Segment Start: Input material
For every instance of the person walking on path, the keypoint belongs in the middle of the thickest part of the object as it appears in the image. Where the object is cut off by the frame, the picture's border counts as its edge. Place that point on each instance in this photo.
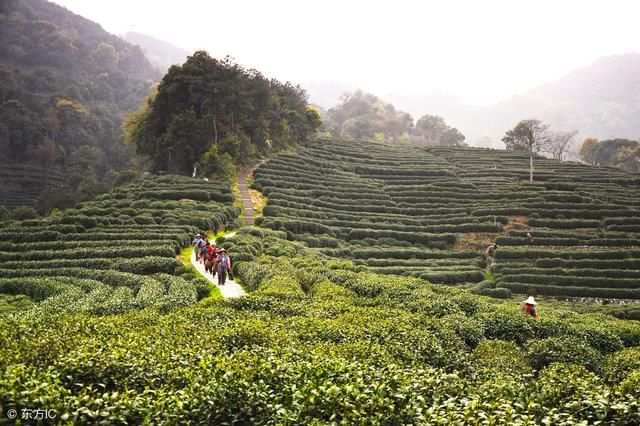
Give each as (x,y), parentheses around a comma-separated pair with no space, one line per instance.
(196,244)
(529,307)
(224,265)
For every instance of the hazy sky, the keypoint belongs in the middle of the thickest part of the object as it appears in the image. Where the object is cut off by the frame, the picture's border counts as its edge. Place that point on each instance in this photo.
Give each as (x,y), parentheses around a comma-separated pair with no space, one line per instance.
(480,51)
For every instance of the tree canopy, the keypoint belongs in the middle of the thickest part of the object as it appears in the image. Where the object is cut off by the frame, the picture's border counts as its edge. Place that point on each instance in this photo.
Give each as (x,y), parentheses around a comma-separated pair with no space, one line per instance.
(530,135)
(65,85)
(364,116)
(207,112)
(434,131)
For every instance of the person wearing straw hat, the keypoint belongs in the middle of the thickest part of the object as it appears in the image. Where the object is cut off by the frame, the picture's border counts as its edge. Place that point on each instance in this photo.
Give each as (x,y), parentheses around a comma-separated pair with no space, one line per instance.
Segment End: Input material
Segment Start: Input material
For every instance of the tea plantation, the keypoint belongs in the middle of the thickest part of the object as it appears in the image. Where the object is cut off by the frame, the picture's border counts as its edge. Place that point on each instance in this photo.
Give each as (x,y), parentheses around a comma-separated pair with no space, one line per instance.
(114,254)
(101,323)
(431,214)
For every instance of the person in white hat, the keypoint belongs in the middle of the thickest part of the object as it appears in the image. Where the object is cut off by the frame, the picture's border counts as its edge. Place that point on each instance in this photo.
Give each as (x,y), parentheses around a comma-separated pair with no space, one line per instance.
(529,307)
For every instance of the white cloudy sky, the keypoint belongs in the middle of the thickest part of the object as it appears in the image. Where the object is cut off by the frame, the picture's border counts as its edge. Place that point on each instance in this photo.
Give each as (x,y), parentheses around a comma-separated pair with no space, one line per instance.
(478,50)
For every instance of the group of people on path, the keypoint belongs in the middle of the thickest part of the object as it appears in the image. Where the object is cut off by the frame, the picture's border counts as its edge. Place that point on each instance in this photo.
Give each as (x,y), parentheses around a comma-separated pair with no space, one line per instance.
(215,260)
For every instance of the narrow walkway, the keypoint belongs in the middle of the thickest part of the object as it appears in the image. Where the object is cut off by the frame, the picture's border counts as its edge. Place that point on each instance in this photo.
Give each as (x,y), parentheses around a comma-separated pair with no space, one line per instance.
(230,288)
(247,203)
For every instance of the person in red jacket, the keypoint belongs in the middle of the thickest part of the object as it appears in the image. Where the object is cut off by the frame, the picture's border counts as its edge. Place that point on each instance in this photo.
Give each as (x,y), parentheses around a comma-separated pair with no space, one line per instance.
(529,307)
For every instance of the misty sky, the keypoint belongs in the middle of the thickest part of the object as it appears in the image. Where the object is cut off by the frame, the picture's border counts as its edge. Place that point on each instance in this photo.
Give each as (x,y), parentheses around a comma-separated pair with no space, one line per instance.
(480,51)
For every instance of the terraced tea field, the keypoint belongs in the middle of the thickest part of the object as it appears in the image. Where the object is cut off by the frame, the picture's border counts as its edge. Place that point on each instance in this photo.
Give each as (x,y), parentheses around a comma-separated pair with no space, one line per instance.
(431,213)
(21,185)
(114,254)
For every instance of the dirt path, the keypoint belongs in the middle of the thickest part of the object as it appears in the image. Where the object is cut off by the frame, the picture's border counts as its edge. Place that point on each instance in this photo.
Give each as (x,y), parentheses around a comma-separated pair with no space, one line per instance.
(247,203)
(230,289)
Segment End: Input material
* Try it *
Return a copy of each line in the entries that contains "path".

* Task output *
For every instance of the person walking on path, the keypoint belongs in the middle of the thickest part of the object as it appears in the image. Where the object is cut off by the frame, the picture's border counts as its edge. Place that point on each instance in this photo.
For every instance of the group of people on path, the keypoint belongs in the middle of the thickest part of the object as it appears in the image. Where the object is cut off by the frame, the picture's border counts as its edge. Place that point on each instance in this photo.
For every instance of the dirt path, the keypoint belongs in the middle of the thickest part of the object as it appears in the image. Where the object is cut off by the frame, the picture's border counts as its edge. Place that point on each instance in this photo.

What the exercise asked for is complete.